--- Information ---
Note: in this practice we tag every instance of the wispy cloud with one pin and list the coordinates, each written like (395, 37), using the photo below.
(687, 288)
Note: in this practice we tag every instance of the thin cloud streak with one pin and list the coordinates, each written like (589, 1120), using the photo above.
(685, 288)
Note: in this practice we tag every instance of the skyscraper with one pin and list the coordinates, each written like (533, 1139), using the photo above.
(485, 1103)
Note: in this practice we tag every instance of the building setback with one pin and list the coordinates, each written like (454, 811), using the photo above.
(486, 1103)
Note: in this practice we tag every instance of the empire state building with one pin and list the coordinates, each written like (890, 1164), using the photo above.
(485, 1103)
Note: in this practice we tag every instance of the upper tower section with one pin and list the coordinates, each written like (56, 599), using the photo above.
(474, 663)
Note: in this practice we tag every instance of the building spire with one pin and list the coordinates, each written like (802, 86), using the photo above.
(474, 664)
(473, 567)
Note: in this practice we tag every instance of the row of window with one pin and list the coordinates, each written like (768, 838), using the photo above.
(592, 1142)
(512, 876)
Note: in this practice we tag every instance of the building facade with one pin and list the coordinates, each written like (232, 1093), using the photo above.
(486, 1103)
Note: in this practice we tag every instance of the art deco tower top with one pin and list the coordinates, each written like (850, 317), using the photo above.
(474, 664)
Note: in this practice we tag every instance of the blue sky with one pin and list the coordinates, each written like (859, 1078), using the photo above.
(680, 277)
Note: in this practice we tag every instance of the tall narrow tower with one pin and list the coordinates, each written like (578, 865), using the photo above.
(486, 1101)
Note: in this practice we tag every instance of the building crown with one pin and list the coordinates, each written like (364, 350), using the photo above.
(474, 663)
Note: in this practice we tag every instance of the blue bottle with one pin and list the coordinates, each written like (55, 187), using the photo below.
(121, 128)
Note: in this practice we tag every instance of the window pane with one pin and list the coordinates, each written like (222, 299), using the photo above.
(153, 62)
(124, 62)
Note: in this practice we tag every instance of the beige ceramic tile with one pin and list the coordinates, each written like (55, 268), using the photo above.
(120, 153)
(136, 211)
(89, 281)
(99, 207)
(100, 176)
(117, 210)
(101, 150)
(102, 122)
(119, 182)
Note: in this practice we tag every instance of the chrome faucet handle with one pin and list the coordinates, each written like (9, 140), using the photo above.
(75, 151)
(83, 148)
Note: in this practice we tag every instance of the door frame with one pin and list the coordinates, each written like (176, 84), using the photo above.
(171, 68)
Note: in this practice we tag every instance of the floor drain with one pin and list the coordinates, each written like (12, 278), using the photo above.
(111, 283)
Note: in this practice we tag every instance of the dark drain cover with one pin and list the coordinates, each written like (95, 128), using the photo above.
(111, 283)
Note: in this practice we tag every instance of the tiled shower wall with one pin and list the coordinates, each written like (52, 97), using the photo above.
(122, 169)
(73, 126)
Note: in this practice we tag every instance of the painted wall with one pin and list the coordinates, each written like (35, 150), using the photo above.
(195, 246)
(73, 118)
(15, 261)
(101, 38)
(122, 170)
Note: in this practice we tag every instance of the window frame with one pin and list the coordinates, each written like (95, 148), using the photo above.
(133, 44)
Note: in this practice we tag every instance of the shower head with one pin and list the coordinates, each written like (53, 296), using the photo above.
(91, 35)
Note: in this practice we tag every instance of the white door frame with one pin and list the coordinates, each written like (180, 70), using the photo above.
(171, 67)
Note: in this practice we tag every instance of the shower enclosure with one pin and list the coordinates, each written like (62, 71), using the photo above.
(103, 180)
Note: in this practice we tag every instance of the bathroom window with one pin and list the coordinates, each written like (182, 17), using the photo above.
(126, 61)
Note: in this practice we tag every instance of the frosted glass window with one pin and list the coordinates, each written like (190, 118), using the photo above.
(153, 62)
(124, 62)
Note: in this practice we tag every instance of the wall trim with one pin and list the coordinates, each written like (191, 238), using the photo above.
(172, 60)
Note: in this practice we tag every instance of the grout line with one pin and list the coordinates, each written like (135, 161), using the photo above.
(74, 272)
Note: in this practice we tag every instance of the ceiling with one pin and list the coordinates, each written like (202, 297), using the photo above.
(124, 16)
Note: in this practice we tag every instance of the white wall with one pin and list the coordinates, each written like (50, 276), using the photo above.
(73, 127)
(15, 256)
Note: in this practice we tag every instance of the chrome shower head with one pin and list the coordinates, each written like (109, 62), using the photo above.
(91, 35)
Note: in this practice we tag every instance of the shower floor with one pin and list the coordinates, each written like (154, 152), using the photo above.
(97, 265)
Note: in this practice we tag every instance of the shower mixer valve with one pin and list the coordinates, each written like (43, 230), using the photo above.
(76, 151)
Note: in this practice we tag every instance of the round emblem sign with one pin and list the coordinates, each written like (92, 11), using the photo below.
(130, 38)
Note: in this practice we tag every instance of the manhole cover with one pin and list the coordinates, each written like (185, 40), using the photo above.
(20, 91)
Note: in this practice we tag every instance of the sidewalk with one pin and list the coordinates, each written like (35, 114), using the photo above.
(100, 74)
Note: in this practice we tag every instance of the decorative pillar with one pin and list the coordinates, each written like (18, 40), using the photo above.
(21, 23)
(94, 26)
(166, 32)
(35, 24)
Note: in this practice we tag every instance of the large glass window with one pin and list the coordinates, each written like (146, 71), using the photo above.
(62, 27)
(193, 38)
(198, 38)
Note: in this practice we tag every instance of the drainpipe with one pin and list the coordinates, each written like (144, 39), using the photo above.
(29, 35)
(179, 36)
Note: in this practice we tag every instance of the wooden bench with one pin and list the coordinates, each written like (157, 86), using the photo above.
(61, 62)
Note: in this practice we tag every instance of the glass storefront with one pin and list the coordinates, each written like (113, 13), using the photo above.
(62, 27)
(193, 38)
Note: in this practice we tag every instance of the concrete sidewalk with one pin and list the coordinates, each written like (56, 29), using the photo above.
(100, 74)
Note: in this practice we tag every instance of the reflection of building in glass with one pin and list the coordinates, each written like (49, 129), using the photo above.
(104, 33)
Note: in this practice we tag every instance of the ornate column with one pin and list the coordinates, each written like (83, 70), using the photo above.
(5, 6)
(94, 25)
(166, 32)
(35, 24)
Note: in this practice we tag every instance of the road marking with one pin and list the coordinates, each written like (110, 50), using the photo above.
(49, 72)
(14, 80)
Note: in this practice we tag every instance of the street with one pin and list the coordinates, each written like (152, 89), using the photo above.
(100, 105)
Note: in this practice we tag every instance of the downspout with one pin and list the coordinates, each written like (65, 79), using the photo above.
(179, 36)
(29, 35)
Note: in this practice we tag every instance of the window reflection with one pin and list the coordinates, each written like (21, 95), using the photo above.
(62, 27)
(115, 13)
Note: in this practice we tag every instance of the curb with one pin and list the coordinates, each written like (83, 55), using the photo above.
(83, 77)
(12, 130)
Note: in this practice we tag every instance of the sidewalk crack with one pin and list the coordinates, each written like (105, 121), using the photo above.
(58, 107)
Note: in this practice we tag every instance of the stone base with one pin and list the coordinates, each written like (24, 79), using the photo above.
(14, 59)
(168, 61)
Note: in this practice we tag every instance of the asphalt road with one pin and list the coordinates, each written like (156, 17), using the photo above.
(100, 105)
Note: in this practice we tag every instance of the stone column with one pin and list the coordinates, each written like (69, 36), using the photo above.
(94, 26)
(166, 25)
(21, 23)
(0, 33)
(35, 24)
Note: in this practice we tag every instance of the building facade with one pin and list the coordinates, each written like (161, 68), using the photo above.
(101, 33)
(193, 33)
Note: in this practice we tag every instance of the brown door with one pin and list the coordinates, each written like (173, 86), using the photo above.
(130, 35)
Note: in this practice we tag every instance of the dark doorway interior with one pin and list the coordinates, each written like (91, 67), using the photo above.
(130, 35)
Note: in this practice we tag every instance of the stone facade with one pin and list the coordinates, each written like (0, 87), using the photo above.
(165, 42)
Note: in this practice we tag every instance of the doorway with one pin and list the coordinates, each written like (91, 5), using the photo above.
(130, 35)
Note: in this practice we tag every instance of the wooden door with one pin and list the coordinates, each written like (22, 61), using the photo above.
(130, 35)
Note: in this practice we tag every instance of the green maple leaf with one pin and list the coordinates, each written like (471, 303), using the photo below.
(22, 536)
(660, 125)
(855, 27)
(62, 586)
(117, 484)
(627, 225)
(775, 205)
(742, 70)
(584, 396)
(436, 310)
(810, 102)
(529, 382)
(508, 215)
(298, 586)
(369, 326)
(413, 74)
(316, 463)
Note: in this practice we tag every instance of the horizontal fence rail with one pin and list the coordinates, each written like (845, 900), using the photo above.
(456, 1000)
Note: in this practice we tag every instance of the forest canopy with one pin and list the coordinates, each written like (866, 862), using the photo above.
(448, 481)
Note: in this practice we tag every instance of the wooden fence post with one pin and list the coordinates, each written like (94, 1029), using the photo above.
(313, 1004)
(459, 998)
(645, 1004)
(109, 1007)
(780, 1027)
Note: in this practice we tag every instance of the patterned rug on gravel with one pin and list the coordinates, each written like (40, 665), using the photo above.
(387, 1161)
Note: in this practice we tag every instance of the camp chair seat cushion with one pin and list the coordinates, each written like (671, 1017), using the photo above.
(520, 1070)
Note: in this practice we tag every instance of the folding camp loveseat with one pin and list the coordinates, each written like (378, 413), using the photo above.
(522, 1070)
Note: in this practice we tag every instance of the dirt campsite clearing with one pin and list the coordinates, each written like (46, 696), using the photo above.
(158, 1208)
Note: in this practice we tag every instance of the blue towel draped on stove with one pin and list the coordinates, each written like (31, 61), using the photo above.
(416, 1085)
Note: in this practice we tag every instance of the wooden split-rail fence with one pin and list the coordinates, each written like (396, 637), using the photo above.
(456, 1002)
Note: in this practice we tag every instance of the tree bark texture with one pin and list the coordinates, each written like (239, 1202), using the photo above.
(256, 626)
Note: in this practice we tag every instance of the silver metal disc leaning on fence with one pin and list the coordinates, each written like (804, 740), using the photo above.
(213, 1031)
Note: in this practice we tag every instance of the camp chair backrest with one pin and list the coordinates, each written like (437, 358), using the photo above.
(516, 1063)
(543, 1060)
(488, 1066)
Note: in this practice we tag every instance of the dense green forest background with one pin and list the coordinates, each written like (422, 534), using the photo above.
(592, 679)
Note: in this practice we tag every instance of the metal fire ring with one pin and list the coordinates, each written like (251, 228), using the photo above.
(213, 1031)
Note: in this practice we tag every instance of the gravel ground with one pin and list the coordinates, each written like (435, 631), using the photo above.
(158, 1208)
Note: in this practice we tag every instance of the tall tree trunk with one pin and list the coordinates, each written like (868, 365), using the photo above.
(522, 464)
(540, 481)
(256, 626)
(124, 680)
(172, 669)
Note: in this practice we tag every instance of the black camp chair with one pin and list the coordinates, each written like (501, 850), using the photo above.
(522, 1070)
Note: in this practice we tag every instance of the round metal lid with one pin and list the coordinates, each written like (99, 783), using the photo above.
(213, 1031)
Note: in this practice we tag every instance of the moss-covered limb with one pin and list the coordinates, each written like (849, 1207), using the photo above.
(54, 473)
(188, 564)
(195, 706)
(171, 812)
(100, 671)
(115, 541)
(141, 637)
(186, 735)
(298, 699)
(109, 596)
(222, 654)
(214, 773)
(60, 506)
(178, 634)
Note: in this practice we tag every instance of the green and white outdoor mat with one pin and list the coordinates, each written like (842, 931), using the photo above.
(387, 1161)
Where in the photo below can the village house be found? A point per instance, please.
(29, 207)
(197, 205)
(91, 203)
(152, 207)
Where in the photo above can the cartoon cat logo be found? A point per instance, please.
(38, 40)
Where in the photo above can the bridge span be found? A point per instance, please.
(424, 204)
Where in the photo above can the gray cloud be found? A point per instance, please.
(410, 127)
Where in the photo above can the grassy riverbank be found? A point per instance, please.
---
Your objective:
Everything before the line containing "931), using the photo above." stays out. Write out that line and the rest of the entries exactly.

Completed task:
Note: in this practice we tag every instance of the green and white outdoor mat with one pin and list the coordinates, each written like (842, 931), using the photo above.
(387, 1161)
Where in the photo below can the village house be found? A point per instance, please.
(29, 207)
(197, 205)
(91, 203)
(152, 207)
Where in the photo above can the cartoon cat logo be found? A point per instance, please.
(38, 40)
Where in the photo above can the bridge span be found? A point per instance, please.
(424, 204)
Where in the photo above can the gray cloud be found? A point per instance, please.
(410, 127)
Where in the photo above can the grassy riverbank be found? A point per instance, please.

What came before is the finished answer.